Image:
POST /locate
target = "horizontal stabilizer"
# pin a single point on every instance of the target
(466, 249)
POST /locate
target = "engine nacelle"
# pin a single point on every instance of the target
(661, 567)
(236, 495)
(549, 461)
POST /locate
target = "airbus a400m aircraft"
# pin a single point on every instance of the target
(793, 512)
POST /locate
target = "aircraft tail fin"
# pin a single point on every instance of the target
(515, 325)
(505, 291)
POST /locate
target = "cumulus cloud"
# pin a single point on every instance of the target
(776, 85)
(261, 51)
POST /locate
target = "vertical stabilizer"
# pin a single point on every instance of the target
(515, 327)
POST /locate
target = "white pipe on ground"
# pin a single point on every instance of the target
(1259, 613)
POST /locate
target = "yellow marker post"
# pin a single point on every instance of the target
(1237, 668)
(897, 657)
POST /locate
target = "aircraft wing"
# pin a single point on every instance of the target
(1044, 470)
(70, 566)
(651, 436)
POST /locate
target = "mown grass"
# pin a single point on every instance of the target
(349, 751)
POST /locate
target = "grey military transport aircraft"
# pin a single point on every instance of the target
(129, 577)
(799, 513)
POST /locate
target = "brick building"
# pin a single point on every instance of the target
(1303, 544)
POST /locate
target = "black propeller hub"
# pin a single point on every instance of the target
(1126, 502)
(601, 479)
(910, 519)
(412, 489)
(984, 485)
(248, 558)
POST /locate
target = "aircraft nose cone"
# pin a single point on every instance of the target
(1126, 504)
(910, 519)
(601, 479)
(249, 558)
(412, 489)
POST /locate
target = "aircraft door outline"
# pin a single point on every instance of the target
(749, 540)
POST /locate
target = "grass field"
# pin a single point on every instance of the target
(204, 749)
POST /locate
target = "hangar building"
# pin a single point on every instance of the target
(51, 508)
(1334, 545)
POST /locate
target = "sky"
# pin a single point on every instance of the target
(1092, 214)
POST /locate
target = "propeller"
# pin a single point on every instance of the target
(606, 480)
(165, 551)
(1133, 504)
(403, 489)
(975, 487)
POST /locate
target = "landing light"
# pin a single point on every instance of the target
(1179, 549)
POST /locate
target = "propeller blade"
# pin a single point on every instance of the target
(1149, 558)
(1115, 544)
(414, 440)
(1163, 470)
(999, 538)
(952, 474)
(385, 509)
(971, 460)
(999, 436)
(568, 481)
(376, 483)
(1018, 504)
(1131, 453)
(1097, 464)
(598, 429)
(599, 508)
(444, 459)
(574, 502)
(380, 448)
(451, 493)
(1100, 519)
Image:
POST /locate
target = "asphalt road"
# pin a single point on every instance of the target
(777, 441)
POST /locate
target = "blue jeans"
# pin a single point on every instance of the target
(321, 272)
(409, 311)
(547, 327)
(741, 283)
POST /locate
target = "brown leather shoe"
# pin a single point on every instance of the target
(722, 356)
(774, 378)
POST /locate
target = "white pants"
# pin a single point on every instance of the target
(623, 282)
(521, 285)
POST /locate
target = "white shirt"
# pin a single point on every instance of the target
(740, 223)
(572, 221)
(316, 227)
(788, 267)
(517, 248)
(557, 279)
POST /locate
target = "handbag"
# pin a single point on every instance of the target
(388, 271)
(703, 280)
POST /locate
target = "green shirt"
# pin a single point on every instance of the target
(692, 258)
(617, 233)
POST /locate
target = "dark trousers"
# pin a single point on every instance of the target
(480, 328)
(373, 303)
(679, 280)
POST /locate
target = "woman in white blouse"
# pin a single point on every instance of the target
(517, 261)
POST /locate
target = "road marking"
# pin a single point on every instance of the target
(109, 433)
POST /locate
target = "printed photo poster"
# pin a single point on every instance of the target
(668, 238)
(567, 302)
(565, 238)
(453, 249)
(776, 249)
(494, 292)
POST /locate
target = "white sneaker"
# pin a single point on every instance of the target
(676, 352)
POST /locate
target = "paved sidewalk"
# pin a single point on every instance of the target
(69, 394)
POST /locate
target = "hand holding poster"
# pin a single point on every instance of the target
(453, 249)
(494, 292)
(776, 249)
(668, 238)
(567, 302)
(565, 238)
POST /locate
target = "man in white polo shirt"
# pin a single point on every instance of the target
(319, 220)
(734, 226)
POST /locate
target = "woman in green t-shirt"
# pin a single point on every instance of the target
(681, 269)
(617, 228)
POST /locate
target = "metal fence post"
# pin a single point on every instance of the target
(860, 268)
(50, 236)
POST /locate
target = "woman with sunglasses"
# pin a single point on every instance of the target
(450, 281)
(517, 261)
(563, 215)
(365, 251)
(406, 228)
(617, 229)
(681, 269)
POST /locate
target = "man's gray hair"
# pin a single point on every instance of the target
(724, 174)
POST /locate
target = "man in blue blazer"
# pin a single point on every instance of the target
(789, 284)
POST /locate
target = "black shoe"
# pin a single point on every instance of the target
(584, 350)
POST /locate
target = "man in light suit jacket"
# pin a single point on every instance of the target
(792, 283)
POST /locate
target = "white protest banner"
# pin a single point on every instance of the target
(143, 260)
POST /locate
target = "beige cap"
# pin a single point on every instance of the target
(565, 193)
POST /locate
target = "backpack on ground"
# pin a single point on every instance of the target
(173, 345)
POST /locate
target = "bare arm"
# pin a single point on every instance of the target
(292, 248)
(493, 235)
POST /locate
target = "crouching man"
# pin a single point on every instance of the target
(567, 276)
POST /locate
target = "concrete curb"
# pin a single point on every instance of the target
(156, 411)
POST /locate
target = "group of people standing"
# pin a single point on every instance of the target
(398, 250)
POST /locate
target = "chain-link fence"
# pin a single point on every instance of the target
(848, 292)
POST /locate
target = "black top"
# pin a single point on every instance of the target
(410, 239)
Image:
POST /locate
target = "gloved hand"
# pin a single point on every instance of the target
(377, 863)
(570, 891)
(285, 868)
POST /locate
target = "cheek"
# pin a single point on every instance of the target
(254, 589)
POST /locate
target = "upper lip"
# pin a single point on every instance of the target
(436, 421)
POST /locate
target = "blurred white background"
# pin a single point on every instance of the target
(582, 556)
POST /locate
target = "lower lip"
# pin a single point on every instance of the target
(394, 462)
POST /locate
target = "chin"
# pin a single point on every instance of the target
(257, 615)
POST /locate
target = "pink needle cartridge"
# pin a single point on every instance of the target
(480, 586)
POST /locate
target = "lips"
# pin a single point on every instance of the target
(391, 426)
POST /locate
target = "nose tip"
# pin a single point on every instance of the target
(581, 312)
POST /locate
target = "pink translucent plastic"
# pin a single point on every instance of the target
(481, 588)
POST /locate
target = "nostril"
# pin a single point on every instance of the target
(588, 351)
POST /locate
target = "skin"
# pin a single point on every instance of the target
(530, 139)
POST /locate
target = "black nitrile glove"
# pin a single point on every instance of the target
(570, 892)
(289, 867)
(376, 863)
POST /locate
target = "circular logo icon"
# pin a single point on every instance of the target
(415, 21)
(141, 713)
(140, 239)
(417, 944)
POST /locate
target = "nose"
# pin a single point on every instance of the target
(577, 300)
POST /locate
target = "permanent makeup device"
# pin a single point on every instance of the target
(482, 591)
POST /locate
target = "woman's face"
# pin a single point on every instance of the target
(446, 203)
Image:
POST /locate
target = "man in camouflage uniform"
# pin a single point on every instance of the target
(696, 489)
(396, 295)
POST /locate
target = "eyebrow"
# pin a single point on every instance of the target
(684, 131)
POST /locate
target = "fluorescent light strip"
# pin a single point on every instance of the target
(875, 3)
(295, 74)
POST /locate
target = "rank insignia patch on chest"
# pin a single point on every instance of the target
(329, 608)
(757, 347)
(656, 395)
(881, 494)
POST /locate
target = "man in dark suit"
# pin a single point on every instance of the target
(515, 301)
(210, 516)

####

[Your instructions]
Repeat the whole listing above without any change.

[Task result]
Image:
POST /locate
target = "horizontal stabilizer"
# pin a single point on every instance of the target
(466, 249)
POST /locate
target = "engine nacelle"
# pin a single point on every instance of the target
(661, 567)
(236, 495)
(549, 461)
POST /locate
target = "airbus a400m aircraft"
# pin a single point on every instance of the target
(793, 512)
POST /locate
target = "aircraft tail fin"
# pin a single point on every instance of the target
(515, 325)
(505, 291)
POST /locate
target = "cumulus cloud"
# pin a single point on every instance of the target
(776, 85)
(261, 51)
POST /locate
target = "vertical stabilizer"
# pin a single point on every instance of the target
(515, 327)
POST /locate
target = "white pipe on ground"
# pin a single point on every instance of the target
(1259, 613)
POST /locate
target = "yellow marker post"
# pin a single point on every instance of the target
(1237, 668)
(897, 657)
POST /locate
target = "aircraft wing"
# pin a single point on every instance of the target
(1044, 470)
(70, 566)
(651, 436)
POST /locate
target = "mown grass"
# pin a single point on every instance of the target
(349, 751)
POST /locate
target = "grey military transport aircraft"
# pin a single point on every instance of the target
(129, 577)
(799, 513)
POST /locate
target = "brick building"
# pin a single point on every instance of the target
(1303, 544)
POST /locate
target = "black propeller hub"
# pin a single point on every instance of the target
(1126, 502)
(601, 479)
(910, 519)
(412, 489)
(984, 485)
(248, 558)
POST /locate
target = "aircraft nose cone"
# pin a single point on every instance of the target
(1126, 504)
(910, 519)
(601, 479)
(249, 558)
(412, 489)
POST /locate
target = "aircraft door outline"
# pin a single point on every instance of the target
(749, 540)
POST /locate
target = "grass field"
# pin a single point on every instance of the target
(204, 749)
POST /locate
target = "hangar building"
# pin a single point on every instance of the target
(51, 508)
(1334, 545)
POST /locate
target = "sky"
# pin a single point on every instance of the target
(1092, 214)
POST /locate
target = "propeller"
# pin a single point on every instance of the target
(606, 480)
(165, 551)
(1133, 504)
(403, 489)
(975, 487)
POST /locate
target = "landing light"
# pin a single point on every instance of the target
(1179, 549)
POST /locate
target = "propeller blade"
# pin a single point on every instance of the target
(1149, 558)
(1115, 544)
(414, 440)
(1163, 470)
(999, 538)
(952, 474)
(385, 509)
(971, 460)
(999, 436)
(568, 481)
(376, 483)
(1018, 504)
(1131, 453)
(1097, 464)
(598, 429)
(599, 508)
(444, 459)
(574, 502)
(380, 448)
(451, 493)
(1100, 519)
Image:
POST /locate
target = "asphalt road"
# pin a single point on every instance of the target
(777, 441)
POST /locate
target = "blue jeans"
# pin a single point on every instance of the target
(321, 272)
(409, 311)
(547, 327)
(741, 283)
POST /locate
target = "brown leather shoe"
# pin a single point on every instance of the target
(722, 356)
(774, 378)
POST /locate
target = "white pants"
# pin a single point on every instance of the target
(623, 282)
(521, 285)
POST /locate
target = "white shirt"
# pin a single point on every instance of the target
(740, 223)
(572, 221)
(316, 227)
(788, 267)
(517, 248)
(557, 279)
POST /locate
target = "handbag"
# pin a single point on every instance of the target
(388, 271)
(703, 280)
POST /locate
target = "green shirt"
# pin a single point on every instance of the target
(692, 258)
(617, 233)
POST /locate
target = "dark trousers"
# pin a single point on every instance of the target
(480, 328)
(373, 303)
(679, 280)
POST /locate
target = "woman in white blouse"
# pin a single point on every instance of the target
(517, 261)
POST /locate
target = "road marking"
# pin a single point on every instance of the target
(109, 433)
POST /locate
target = "printed photo poster"
# pin a single point on every instance of the target
(668, 238)
(567, 302)
(565, 238)
(453, 249)
(776, 249)
(494, 292)
POST /locate
target = "white sneaker"
# pin a single point on every instance of the target
(676, 352)
POST /locate
target = "paved sidewalk"
# pin a single point on every instance of the target
(69, 394)
POST /locate
target = "hand holding poster"
# pin a single point on every instance of the target
(453, 249)
(494, 292)
(776, 249)
(668, 238)
(567, 302)
(565, 238)
POST /locate
target = "man in white polo shirt"
# pin a single point on every instance of the target
(319, 220)
(734, 226)
POST /locate
target = "woman in green t-shirt"
# pin a single point on every instance of the target
(681, 269)
(617, 228)
POST /locate
target = "metal fence post"
# pin a single point on every instance of the target
(860, 268)
(50, 236)
POST /locate
target = "woman with sunglasses"
# pin a single point on every instance of the target
(450, 281)
(517, 261)
(563, 215)
(365, 251)
(406, 228)
(617, 229)
(681, 269)
POST /locate
target = "man's gray hair"
# pin a single point on every instance of the target
(724, 174)
POST /locate
target = "man in blue blazer"
# pin a single point on every instance of the target
(789, 284)
POST /locate
target = "black shoe"
# pin a single point on every instance of the target
(584, 350)
POST /locate
target = "man in light suit jacket"
# pin a single point on every instance of the target
(792, 283)
POST /locate
target = "white protest banner"
# pin a single point on every instance of the target
(143, 260)
POST /locate
target = "beige cap"
# pin a single point on every instance of the target
(565, 193)
POST /locate
target = "backpack on ground"
# pin a single point on every instance of the target
(173, 345)
POST /locate
target = "bare arm"
# pin a single point on every instance of the target
(292, 248)
(493, 235)
POST /locate
target = "crouching man"
# pin a single point on every instance of the target
(567, 276)
POST /locate
target = "concrete curb"
# pin a single point on every instance of the target
(156, 411)
POST /locate
target = "group of people standing"
# pin a single point on every instance of the target
(398, 250)
POST /locate
target = "chain-link fence"
# pin a single point on every instance of the target
(848, 292)
POST /locate
target = "black top"
# pin a single point on every instance of the target
(410, 239)
Image:
POST /locate
target = "gloved hand"
# pin a single point on every instance of the target
(377, 863)
(570, 891)
(285, 868)
POST /locate
target = "cheek"
# pin a single point on every instance of the target
(254, 589)
POST /locate
target = "upper lip"
# pin a single point on every instance of the target
(436, 421)
POST /locate
target = "blurred white background"
# pin a single point on every instance of the target
(582, 556)
POST /locate
target = "lower lip"
# pin a single point on every instance of the target
(394, 462)
POST /locate
target = "chin"
# pin a single point on every instance of the target
(257, 615)
POST /locate
target = "pink needle cartridge"
# pin a single point on every instance of the target
(480, 586)
POST /locate
target = "lips"
# pin a single point on every instance of the target
(391, 426)
POST /locate
target = "nose tip"
# pin a single point on every instance of the target
(581, 312)
POST /locate
target = "pink translucent plastic"
# pin a single point on every instance of the target
(481, 588)
POST /locate
target = "nostril"
# pin a single point on every instance of the target
(588, 351)
POST /locate
target = "skin"
# pin a single point on every instance of the target
(530, 139)
POST /locate
target = "black nitrile glove"
# pin a single point on every instance of the target
(570, 892)
(289, 867)
(376, 863)
POST /locate
target = "circular logo icon"
# pin a single point on every instance of the target
(415, 21)
(141, 713)
(140, 239)
(417, 944)
POST /locate
target = "nose"
# pin a single point on every instance of the target
(577, 300)
POST /locate
target = "permanent makeup device"
# pin a single point on every instance of the target
(482, 591)
POST /locate
target = "woman's face"
# pin a single point on every instance of the target
(446, 203)
Image:
POST /locate
target = "man in camouflage uniform"
# pin a single point on every instance of the target
(696, 489)
(396, 295)
POST /locate
target = "eyebrow"
# pin a single point on every instance of the target
(684, 131)
POST /locate
target = "fluorescent light strip"
# pin a single point on every instance of the target
(875, 3)
(295, 74)
POST /locate
target = "rank insignia patch on chest"
# pin a single point on every instance of the target
(329, 608)
(757, 347)
(656, 395)
(881, 494)
POST /locate
target = "man in dark suit"
# pin a single point on every instance of the target
(515, 301)
(210, 516)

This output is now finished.